Instruction —
Write out all of the entries exactly as given.

Excerpts of location labeling data:

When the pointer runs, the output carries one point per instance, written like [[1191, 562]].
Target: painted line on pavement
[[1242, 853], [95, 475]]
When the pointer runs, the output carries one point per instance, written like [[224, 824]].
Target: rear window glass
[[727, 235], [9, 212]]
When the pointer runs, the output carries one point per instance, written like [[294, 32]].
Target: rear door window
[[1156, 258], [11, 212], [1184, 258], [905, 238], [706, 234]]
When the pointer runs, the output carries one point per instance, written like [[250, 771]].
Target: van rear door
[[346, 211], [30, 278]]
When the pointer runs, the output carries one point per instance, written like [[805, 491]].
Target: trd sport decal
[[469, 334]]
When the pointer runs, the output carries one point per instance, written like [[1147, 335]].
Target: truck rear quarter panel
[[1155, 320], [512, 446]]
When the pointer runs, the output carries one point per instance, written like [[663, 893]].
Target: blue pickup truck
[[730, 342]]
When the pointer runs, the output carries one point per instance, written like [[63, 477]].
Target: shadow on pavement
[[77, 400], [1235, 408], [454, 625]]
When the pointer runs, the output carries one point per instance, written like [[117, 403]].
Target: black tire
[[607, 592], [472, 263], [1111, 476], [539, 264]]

Task response —
When the pointer runs, the output carries one point per instance, written like [[1191, 562]].
Target: painted line on pavement
[[1242, 853], [95, 475]]
When the pointer runs, the output carries one point per instance, written like [[224, 824]].
Target: rear window glass
[[727, 235], [9, 212]]
When the pointer runs, the output carries one point per instance, written like [[294, 32]].
Target: rear door window
[[1156, 258], [11, 212], [1184, 258], [905, 238], [706, 234]]
When the pointer runs, the output carries one point per instance, written like [[250, 771]].
Target: van rear door
[[346, 211], [30, 278]]
When the pointer runs, the output carries one point per instance, written like [[805, 491]].
Target: trd sport decal
[[469, 334]]
When the pointer runs, the output carries one point per instance, written like [[1147, 335]].
Target: truck rear quarter panel
[[1155, 320], [512, 446]]
When the pointer runs, the output carries one point per instance, written like [[663, 893]].
Target: blue pickup truck
[[730, 342]]
When the pointer runs, the output carries one point per instance, written like [[63, 477]].
Target: shadow on pavement
[[77, 400], [1235, 408], [454, 625]]
When the pointer runs, the output carries one point per instance, written like [[117, 403]].
Target: black tire
[[607, 592], [472, 263], [1111, 476], [539, 264]]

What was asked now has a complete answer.